**Supplied text:**

I would recommend having a flag that allows specifying the filename (which overrides
the automatically determined filename).  I am watching this thread with great interest,
as I am planning on proposing, at Plumbers, another system which will utilize reference
values (the 'adding benchmark results support to KTAP/kselftest' topic that I plan to
give at the testing MC.)

Since this test uses reference values, it has all the same issues as my proposal:
 - naming of the file where the reference values live
 - some method to automatically select an appropriate reference values file
This patch uses the  system's ID, but other things (like kernel config) will likely
affect the set of devices on the system.  So a more complex selection mechanism
may eventually be needed.

 - generating or updating the reference value file
 - where to store the reference file
    - e.g. when would it be appropriate to store it upstream and when elsewhere?

I don't want to gum up the acceptance of this patch by raising all these issues
now.  I think it's acceptable to have a tester generate their own reference file
prior to first use of the test, as the simplest way to use this test.  But I think
that having pre-generated reference files that testers can use, with
known-good values, will be valuable in the long term.

These issues can be discussed at Plumbers, IMHO.

Regards,
 -- Tim
Nícolas F. R. A. Prado Aug. 2, 2024, 3:48 p.m. UTC | #7
On Thu, Aug 01, 2024 at 10:04:36PM +0000, Bird, Tim wrote:
> 
> 
> > -----Original Message-----
> > From: Nícolas F. R. A. Prado <nfraprado@collabora.com>
> > On Thu, Aug 01, 2024 at 02:13:05PM -0600, Shuah Khan wrote:
> > > On 8/1/24 13:15, Nícolas F. R. A. Prado wrote:
> > > > On Wed, Jul 31, 2024 at 05:19:45PM -0600, Shuah Khan wrote:
> > > > > On 7/24/24 15:40, Nícolas F. R. A. Prado wrote:
> > > > > > Introduce a new test to identify regressions causing devices to go
> > > > > > missing on the system.
> > > > > >
> > > > > > For each bus and class on the system the test checks the number of
> > > > > > devices present against a reference file, which needs to have been
> > > > > > generated by the program at a previous point on a known-good kernel, and
> > > > > > if there are missing devices they are reported.
> > > > >
> > > > > Can you elaborate on how to generate reference file? It isn't clear.
> > > >
> > > > Indeed, I'll make that information clearer in future versions.
> > > >
> > > > The reference file is generated by passing the --generate-reference flag to the
> > > > test:
> > > >
> > > > ./exist.py --generate-reference
> > > >
> > > > It will be printed as standard output.
> > >
> > > How about adding an option to generate file taking filename?
> > > Makes it easier to use.
> > 
> > Sure, we can do that. Another option would be to write it to the filename that
> > would be looked for by default. So for your machine just calling
> > 
> >   ./exist.py --generate-reference
> > 
> > could write the reference to ./LENOVO,20XH005JUS.yaml.

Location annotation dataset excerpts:
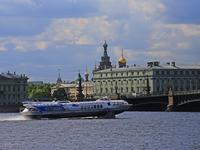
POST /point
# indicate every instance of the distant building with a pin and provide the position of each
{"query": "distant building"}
(105, 62)
(36, 82)
(59, 80)
(12, 88)
(71, 88)
(152, 79)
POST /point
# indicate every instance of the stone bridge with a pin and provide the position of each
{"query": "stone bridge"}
(179, 101)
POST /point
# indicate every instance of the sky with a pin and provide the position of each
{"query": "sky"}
(40, 37)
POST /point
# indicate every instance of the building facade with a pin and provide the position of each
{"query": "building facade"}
(71, 89)
(153, 79)
(12, 88)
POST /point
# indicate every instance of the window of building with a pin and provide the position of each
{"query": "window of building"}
(168, 72)
(132, 89)
(111, 89)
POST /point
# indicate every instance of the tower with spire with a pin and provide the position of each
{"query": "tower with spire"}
(80, 95)
(59, 80)
(86, 75)
(122, 61)
(105, 59)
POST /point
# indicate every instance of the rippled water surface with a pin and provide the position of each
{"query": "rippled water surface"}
(130, 131)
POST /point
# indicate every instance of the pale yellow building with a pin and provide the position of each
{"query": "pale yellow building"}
(71, 89)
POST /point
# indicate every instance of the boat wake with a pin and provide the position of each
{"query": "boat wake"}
(12, 117)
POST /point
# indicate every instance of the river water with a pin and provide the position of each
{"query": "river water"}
(129, 131)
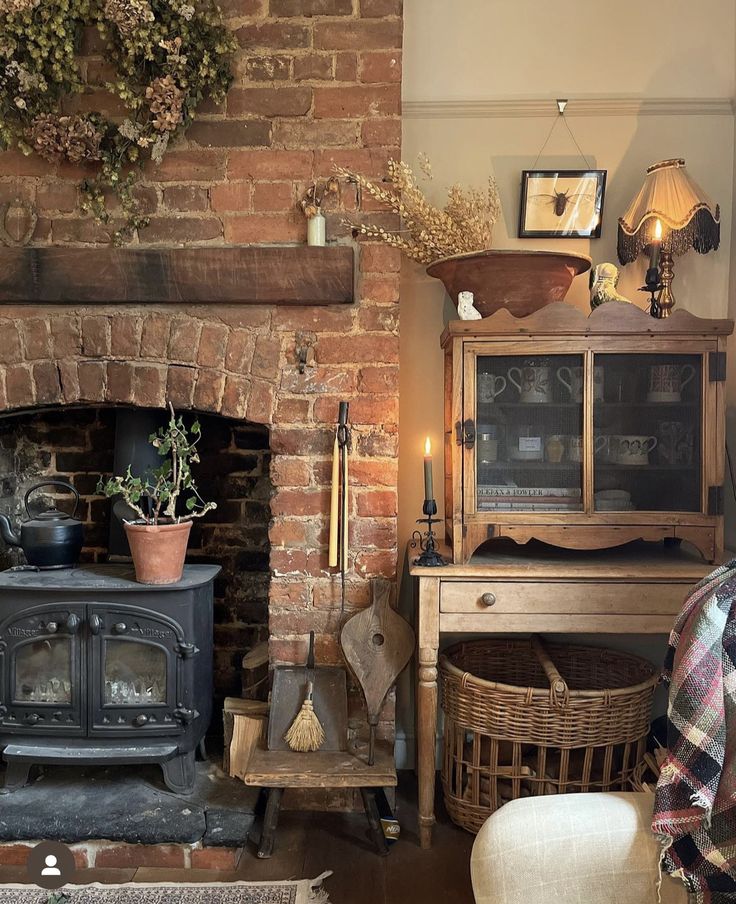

**Exercise objective:** Transcribe the stretch of the patch discussion from "I would recommend" through "the testing MC.)".

**Result below:**
I would recommend having a flag that allows specifying the filename (which overrides
the automatically determined filename).  I am watching this thread with great interest,
as I am planning on proposing, at Plumbers, another system which will utilize reference
values (the 'adding benchmark results support to KTAP/kselftest' topic that I plan to
give at the testing MC.)